**Selection:**
-- start --
Albert Venn Dicey (1835–1922) wrote Law and Opinion near the end of a long and productive life. In 1905 he was seventy, and by the time of the second edition, in 1914, he was seventy-nine. Dicey’s life spanned the Victorian era, and he knew personally many of the important Liberal thinkers in English politics and letters. Dicey came from a typical Liberal family. His father, Thomas Edward Dicey, was a Whig reformer and the editor of the family newspaper, the Northampton Mercury. His mother, Anne Mary Stephen, came from a leading Evangelical family.3 While Dicey was not particularly religious, in either a spiritual or a dogmatic sense, he embraced the humanitarian mission of the Evangelicals.4 Dicey noted that Benthamite Liberals and Evangelicals were the leading forces of reform in nineteenth-century England. Both groups believed in the individual’s duty to promote reform (78).5 Dicey himself accepted these duties.
-- end --
**Set task 1:** List every four-digit year that appears in the passage about Dicey.
**Set task 2:** According to the passage about Dicey, what was the family newspaper that his father edited?
The lines after this point are separate material and have no connection to the passage about Dicey.

**Rows:**
-- start --
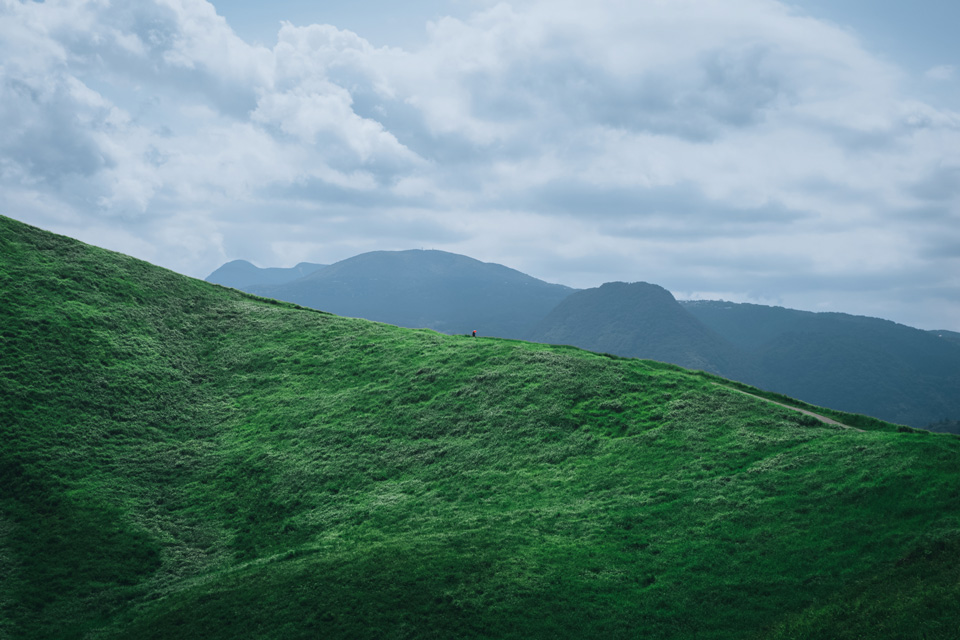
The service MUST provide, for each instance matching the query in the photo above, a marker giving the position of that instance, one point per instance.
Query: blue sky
(802, 153)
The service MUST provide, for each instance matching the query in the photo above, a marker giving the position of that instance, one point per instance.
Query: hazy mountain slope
(950, 336)
(181, 460)
(432, 289)
(241, 274)
(637, 320)
(852, 363)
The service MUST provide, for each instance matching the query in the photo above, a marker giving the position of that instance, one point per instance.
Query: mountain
(950, 336)
(182, 460)
(242, 275)
(431, 289)
(638, 320)
(852, 363)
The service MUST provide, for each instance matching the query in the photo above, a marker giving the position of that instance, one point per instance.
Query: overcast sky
(803, 153)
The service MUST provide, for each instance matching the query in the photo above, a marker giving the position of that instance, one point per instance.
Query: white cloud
(581, 143)
(943, 73)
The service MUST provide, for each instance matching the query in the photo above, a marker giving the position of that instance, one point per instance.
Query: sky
(799, 153)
-- end --
**Written reply 1:** 1835, 1922, 1905, 1914

**Written reply 2:** The Northampton Mercury.